:: TASK INPUT ::

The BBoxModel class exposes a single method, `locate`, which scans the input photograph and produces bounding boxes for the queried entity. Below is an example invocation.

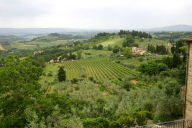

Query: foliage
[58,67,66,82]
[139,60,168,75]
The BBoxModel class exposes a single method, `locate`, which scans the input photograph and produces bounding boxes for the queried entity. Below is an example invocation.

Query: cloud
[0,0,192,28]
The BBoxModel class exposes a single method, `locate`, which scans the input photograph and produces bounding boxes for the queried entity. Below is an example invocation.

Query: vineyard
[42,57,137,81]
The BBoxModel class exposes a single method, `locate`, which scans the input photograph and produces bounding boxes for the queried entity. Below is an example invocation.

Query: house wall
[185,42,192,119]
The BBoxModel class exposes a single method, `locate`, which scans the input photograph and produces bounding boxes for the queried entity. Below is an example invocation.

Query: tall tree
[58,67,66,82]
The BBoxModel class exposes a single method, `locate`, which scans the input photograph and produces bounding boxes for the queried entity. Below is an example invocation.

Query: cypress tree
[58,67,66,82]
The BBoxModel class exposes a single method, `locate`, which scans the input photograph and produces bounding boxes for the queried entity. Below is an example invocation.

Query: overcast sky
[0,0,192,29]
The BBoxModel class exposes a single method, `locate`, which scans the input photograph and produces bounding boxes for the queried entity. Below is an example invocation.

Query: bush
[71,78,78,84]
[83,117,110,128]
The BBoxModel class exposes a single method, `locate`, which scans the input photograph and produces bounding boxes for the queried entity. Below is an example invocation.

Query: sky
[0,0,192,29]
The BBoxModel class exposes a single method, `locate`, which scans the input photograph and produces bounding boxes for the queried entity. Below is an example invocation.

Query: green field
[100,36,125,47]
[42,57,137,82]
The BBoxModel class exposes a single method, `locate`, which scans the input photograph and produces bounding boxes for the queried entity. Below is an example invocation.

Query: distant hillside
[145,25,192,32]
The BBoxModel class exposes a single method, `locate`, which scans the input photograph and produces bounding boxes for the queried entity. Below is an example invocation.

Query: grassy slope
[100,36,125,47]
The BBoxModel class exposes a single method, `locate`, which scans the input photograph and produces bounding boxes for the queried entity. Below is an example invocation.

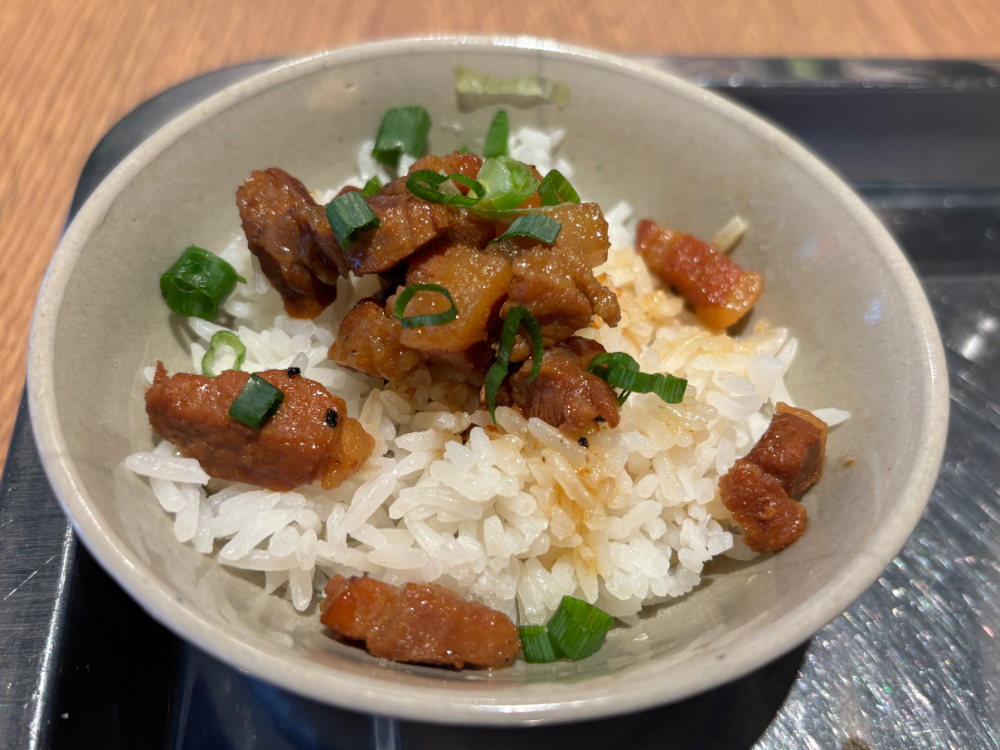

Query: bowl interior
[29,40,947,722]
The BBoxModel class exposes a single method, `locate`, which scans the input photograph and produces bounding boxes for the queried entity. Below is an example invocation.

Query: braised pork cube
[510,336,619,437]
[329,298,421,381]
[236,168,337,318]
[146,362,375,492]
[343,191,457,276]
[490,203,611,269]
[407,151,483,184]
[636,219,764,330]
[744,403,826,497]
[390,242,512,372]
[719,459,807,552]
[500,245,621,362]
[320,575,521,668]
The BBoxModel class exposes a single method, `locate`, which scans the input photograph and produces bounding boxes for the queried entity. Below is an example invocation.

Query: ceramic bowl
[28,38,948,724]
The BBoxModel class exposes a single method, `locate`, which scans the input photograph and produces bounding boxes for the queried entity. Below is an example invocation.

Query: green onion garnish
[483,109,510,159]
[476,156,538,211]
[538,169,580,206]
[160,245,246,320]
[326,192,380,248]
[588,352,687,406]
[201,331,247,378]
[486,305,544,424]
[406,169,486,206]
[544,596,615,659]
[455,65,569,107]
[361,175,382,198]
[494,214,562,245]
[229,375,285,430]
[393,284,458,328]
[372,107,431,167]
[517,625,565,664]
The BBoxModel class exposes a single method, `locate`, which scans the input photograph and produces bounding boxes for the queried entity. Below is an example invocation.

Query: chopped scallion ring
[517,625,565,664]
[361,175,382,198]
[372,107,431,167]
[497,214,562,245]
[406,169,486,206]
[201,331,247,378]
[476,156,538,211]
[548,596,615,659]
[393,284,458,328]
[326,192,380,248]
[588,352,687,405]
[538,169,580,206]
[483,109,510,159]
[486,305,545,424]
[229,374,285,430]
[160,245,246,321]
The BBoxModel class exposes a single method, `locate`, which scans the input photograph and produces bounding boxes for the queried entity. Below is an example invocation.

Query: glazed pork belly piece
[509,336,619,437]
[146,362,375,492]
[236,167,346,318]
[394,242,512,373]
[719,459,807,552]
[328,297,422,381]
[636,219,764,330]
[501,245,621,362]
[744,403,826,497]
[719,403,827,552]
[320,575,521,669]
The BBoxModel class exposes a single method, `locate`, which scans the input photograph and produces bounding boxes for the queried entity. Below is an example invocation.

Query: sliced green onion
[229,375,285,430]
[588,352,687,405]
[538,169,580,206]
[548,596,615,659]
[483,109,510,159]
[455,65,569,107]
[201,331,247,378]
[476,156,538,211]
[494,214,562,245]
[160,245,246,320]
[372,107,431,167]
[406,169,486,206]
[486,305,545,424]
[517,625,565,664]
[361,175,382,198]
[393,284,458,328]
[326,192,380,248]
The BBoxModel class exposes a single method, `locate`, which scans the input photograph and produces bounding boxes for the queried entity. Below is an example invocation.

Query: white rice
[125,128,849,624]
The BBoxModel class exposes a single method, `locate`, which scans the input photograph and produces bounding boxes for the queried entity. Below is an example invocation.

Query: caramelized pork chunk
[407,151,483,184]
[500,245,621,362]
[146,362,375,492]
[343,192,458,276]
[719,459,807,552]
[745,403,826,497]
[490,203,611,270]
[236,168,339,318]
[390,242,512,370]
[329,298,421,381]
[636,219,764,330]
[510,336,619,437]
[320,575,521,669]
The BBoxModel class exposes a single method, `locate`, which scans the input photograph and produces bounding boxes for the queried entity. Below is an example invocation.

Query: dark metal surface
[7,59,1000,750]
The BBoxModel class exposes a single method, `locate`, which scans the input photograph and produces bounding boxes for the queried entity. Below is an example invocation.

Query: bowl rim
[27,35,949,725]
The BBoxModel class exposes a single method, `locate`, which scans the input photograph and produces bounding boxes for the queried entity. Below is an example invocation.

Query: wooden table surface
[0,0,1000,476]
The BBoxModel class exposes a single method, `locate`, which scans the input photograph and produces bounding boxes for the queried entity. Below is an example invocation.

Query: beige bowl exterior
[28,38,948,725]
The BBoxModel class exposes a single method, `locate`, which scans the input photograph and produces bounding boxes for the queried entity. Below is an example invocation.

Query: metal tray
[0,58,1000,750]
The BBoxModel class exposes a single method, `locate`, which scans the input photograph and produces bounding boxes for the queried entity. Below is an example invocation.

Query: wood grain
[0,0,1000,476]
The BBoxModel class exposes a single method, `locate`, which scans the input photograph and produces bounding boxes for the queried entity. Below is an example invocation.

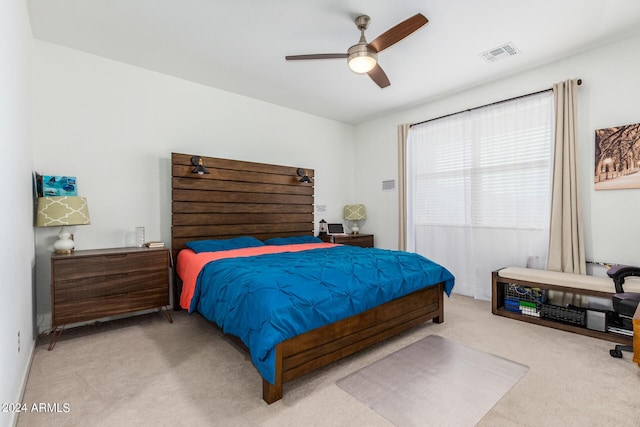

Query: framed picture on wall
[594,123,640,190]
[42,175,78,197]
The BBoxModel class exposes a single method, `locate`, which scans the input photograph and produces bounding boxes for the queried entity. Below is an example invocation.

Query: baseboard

:::

[EXERCISE INSTRUCTIONS]
Copy all of the entries above word for word, leaving out the pictures.

[CORRECT OUTPUT]
The BBoxModel class exposes a single method, `locate`, which scans the input photograph and produces bounding boxes for the queried entity. Below is an example invocation.


Query: foliage
[58,67,66,82]
[139,60,168,75]
The BBoxModel class exposes a single method, `locate`, which scans the input photograph and produces bounding boxes for the queried entity. Below is an example invocation.

Query: cloud
[0,0,192,28]
The BBoxModel class exposes a single method, `locate`, which scans the input photograph and produces bounding boxes for the queried entity. Below is an example invocation.

Query: vineyard
[42,57,137,81]
The BBoxModel class exposes a single method, `locate`, which scans the input photograph and produces bounding boxes for the queried entity. Below is an example invocation.

Query: house wall
[185,42,192,119]
The BBoxModel class exposes a single method, `locate`, which scans the input photograph and produces bounding boxes for the queried entity. Below is an example invocation.

Query: tall tree
[58,67,66,82]
The BBoxModel class exposes a single method, `locate`, which scans the input photograph and produces bounding boxes for the queried entity. Below is an example invocation.

Query: cypress tree
[58,67,66,82]
The BBoxModel class exposes a single method, `locate`, which scans the input photograph and produces bounding boxes for the queried entity. Below is an example invocation.

Query: overcast sky
[0,0,192,29]
The BBoxModel class exposes a single method, `locate`, which scans the input photograph and produces bounding boxes for the queried entity. Below is an example invocation.

Query: bush
[71,78,78,84]
[83,117,110,128]
The BBoxModel class exposes a single method, `locate`, which scans the input photograph and produces bounding boxes for the queried entity. Below is an example invocation.

Query: sky
[0,0,192,29]
The BBoxModel class exposes a single method, `locate`, which scans the input photograph and produces bounding boxes for the queried entity. Below is an example invocation.

Query: green field
[100,36,125,47]
[42,57,137,82]
The BBoxModel class exposes a single method, `locate`, which scans the input photograph and produces bounding boxes for the queried entity. Below is an example invocation.

Query: distant hillside
[145,25,192,32]
The BBoxModel class exposes a single method, `locate`, which scans the input photograph and produces bounding boxes for the queried entity. Below is an example invocation.

Query: grassy slope
[100,36,125,47]
The BBoxModel class exposes a single method, `locate`, which scans the input photograph and produces bounding boxes for the queried entity. Below is an example invocation.


Query: bowl interior
[29,40,947,722]
The BBoxModel class exposes a single method, `locate`, which scans the input photograph and produces bounding boxes for the queried entity. Below is an example invocation.

Query: braised pork cube
[510,336,619,437]
[329,298,421,381]
[236,168,337,318]
[146,362,375,492]
[343,191,457,276]
[490,203,611,269]
[407,151,483,184]
[636,219,764,330]
[744,403,826,497]
[390,242,512,372]
[719,459,807,552]
[500,245,621,362]
[320,575,521,668]
The BBoxModel class exposes a single method, `locate`, which scans the input photograph and produces bounding boxes for the queried entity. Below is an example invocation.

Query: ceramic bowl
[28,38,948,724]
The BBoxModel class exposes a single method, `locate`, which scans the input photograph and produces bounding boxes for the queried entity. Below is an example invocation.

Query: green onion garnish
[483,109,510,159]
[476,156,538,211]
[538,169,580,206]
[160,245,246,320]
[326,192,380,248]
[588,352,687,406]
[201,331,247,378]
[486,305,544,424]
[406,169,486,206]
[544,596,615,659]
[455,65,569,107]
[361,175,382,198]
[494,214,562,245]
[229,375,285,430]
[393,284,458,328]
[372,107,431,167]
[517,625,565,664]
The BBoxModel class exposes a single method, `locate`, which scans the input photograph and produces bounding boxes for the queried entity. Below is an example invocation.

Query: chopped scallion ring
[517,625,565,664]
[361,175,382,198]
[372,107,431,167]
[497,214,562,245]
[406,169,486,206]
[201,331,247,378]
[476,156,538,211]
[548,596,615,659]
[393,284,458,328]
[326,192,380,248]
[588,352,687,405]
[538,169,580,206]
[483,109,510,159]
[486,305,545,424]
[229,374,285,430]
[160,245,246,321]
The BBoxModel class exposes a single method, `locate`, which scans the input photograph and produces bounding boxes for the queried entity. Below is an example invocation.

Query: glazed pork belly piece
[509,336,619,437]
[146,362,375,492]
[236,167,346,318]
[394,242,512,373]
[719,459,807,552]
[328,297,422,381]
[636,219,764,330]
[501,245,621,362]
[744,403,826,497]
[719,403,827,552]
[320,575,521,669]
The BBoxModel class exposes a single method, `locate`, which scans the input photograph and produces bounding boxes for the queried entity. Below is an example invocation.

Query: sliced green onion
[229,375,285,430]
[588,352,687,405]
[538,169,580,206]
[548,596,615,659]
[483,109,510,159]
[455,65,569,107]
[201,331,247,378]
[476,156,538,211]
[494,214,562,245]
[160,245,246,320]
[372,107,431,167]
[406,169,486,206]
[486,305,545,424]
[517,625,565,664]
[361,175,382,198]
[393,284,458,328]
[326,192,380,248]
The BBoxModel class exposes a single method, `locate`, which scans the input photograph and produces bounding boxes for the queried entity. Below is an example invocation.

Query: white rice
[125,128,849,624]
The BBoxModel class exposes a single method, `locate`, which scans the input photograph and produces bounding boxes for the queried entity. Below is an example invocation.

Query: caramelized pork chunk
[407,151,483,184]
[500,245,621,362]
[146,362,375,492]
[343,192,458,276]
[719,459,807,552]
[745,403,826,497]
[490,203,611,270]
[236,168,339,318]
[390,242,512,370]
[329,298,421,381]
[636,219,764,330]
[510,336,619,437]
[320,575,521,669]
The BBoxModel class exposes a single method, `locate`, which scans the input photograph and produces bounding boxes for the queried entity. Below is an example invocation.

Query: dark metal surface
[7,59,1000,750]
The BBoxModel class exposes a single method, `locate`, which scans the input photograph and produces bounding boxes for the queried entity. Below is an example invocation.

Query: bowl rim
[27,35,949,725]
The BBoxModel class exposes a single method, `locate`, which scans the input photograph and produces bounding boxes for the queried entity. Below is an example invocation.

Query: wooden table surface
[0,0,1000,476]
The BBoxModel class exposes a single method, `locate`, which scans the input photograph and produces bounding boxes for the queried entity. Below is an example invocation.

Query: beige bowl exterior
[28,38,948,725]
The BBoxModel class exposes a single method, `locate`, which scans the input photograph and produces bounding boxes for the queried entity. Below is an example invocation.

Query: metal tray
[0,58,1000,750]
The BBoxModel class exposes a single method, `locate`, which scans the input photograph and produces bounding boxes for the queried entity. Below is an example invocation.

Query: wood grain
[0,0,1000,476]
The BBoxModel class exposes a single method, `locate`, which scans the input photograph and produces bounding boxes for the queried entity. Below is an example invocation.


Query: framed picture on wall
[594,123,640,190]
[42,175,78,197]
The BBoxModel class exposes a single method, `locate`, which scans the input photograph and produces bounding boxes for the queried entity. Below is an example invocation.

Query: baseboard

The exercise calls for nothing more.